▶ Task to carry out: Copy the lines below word for word.

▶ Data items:
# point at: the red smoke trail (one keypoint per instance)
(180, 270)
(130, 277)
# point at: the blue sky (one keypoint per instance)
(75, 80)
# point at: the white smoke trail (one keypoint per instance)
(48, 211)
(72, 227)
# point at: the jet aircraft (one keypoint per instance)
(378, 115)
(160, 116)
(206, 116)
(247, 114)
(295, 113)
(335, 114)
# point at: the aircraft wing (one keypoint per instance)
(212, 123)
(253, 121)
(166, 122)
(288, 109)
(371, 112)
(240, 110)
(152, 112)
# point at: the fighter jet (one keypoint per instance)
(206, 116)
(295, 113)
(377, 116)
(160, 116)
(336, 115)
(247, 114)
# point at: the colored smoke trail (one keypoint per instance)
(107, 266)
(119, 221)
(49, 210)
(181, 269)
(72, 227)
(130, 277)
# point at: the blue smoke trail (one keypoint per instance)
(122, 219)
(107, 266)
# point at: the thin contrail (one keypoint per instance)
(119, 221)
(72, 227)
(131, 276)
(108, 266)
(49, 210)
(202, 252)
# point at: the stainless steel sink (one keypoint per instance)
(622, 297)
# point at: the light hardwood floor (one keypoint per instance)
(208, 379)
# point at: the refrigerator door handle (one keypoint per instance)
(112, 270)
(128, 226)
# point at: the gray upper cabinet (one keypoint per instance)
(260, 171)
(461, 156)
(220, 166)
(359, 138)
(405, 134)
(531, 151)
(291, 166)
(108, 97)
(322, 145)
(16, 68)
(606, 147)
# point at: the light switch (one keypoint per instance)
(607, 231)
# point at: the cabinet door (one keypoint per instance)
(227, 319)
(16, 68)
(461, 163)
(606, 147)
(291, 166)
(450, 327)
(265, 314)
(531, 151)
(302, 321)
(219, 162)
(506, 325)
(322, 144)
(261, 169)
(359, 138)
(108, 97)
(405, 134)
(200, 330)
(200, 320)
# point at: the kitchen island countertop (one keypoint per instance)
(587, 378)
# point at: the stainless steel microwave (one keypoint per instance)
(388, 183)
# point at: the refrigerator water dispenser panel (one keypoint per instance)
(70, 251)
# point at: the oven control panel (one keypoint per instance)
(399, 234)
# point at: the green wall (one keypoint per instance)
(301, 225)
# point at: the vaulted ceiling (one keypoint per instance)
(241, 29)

▶ Reply to the task:
# point at: the red smoke trail (one keypoint per instance)
(180, 270)
(130, 277)
# point at: the blue sky (one keypoint per instance)
(75, 80)
# point at: the white smoke trail (one keypoint per instance)
(48, 211)
(72, 227)
# point at: the jet aircraft (one keypoint per instance)
(378, 115)
(160, 116)
(206, 116)
(247, 114)
(295, 113)
(335, 114)
# point at: the aircraft wing (one keypoint per instance)
(212, 123)
(253, 121)
(166, 122)
(288, 109)
(371, 112)
(240, 110)
(152, 112)
# point at: the fighter jet (one keypoint per instance)
(206, 116)
(295, 113)
(377, 116)
(160, 116)
(336, 115)
(247, 114)
# point at: the colored smoke trail (one keypoint per instance)
(107, 266)
(119, 221)
(49, 210)
(181, 269)
(72, 227)
(130, 277)
# point at: the blue smoke trail (one keypoint per instance)
(122, 219)
(107, 266)
# point at: the thin contrail (one keypoint per instance)
(119, 221)
(72, 227)
(131, 276)
(108, 266)
(49, 210)
(202, 252)
# point at: the stainless steel sink (one keypoint per instance)
(622, 297)
# point at: the light hardwood floor (one keypoint per instance)
(208, 379)
# point at: the refrigerator door handle (one keypoint per instance)
(112, 270)
(128, 226)
# point at: the gray upper cabinet (one keypoint per instance)
(260, 171)
(461, 156)
(220, 166)
(359, 138)
(405, 134)
(531, 151)
(291, 166)
(108, 97)
(322, 145)
(16, 68)
(606, 147)
# point at: the light switch (one keypoint per instance)
(607, 231)
# point at: the cabinet door (one keypoint per instance)
(227, 319)
(16, 68)
(461, 163)
(606, 147)
(291, 166)
(450, 327)
(265, 314)
(531, 151)
(302, 321)
(219, 162)
(506, 325)
(322, 144)
(261, 169)
(359, 138)
(108, 97)
(405, 134)
(200, 330)
(200, 320)
# point at: the kitchen island countertop (one keypoint per instance)
(587, 378)
# point at: the stainless steel microwave (one keypoint per instance)
(388, 183)
# point at: the refrigerator water dispenser panel (one keypoint per instance)
(70, 251)
# point at: the oven control panel (one keypoint per instance)
(399, 234)
# point at: the green wall (one keypoint per instance)
(301, 225)
# point at: the vaulted ceiling (one keypoint per instance)
(241, 29)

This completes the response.